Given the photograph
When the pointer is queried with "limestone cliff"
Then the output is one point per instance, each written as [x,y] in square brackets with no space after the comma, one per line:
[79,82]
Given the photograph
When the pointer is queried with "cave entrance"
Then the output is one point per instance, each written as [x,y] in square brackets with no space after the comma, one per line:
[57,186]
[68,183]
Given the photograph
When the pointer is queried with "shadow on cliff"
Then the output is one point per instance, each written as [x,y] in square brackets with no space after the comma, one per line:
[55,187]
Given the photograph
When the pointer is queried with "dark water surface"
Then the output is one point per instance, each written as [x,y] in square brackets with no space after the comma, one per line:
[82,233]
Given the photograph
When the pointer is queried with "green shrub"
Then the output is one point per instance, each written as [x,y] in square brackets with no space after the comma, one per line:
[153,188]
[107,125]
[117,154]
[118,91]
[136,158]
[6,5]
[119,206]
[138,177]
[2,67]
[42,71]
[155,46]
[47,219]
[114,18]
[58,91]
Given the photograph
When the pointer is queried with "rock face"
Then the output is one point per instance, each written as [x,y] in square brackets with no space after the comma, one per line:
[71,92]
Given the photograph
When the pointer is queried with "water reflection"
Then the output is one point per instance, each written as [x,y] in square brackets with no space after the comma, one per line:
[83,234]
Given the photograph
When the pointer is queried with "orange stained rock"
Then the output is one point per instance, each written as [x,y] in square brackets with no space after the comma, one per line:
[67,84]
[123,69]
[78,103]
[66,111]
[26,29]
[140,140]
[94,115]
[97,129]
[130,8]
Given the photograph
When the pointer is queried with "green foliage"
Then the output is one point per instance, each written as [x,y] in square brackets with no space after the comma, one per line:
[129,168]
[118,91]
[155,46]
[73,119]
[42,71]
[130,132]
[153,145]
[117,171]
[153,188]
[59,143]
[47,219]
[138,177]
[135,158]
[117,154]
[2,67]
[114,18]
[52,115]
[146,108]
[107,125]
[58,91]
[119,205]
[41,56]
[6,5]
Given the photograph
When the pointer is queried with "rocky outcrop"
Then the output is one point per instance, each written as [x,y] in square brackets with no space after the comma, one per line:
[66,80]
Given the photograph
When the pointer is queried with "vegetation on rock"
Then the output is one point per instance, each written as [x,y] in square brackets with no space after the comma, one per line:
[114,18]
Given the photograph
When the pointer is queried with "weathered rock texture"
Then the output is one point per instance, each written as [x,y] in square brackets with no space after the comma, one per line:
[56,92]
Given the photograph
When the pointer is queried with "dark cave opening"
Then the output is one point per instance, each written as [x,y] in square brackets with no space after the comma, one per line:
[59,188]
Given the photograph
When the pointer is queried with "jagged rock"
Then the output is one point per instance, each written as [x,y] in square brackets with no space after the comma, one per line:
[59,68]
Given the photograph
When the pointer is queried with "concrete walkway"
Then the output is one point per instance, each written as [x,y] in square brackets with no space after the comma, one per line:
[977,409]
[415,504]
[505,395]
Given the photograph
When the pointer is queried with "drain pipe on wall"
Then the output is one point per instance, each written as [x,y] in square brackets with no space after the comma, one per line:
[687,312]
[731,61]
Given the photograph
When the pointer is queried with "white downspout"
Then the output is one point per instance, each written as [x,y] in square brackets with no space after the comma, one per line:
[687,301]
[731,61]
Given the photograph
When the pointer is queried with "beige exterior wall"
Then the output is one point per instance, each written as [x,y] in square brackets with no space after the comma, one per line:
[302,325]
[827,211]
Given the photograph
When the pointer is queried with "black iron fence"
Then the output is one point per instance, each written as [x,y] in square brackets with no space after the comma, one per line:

::::::

#### REQUIREMENT:
For each line in the data that contains the string "wall", give a copy of that line.

#### RESULT OF THE TASK:
When the pointer is queried with "drain pipe on wall"
When the pointer is queried with "beige exterior wall"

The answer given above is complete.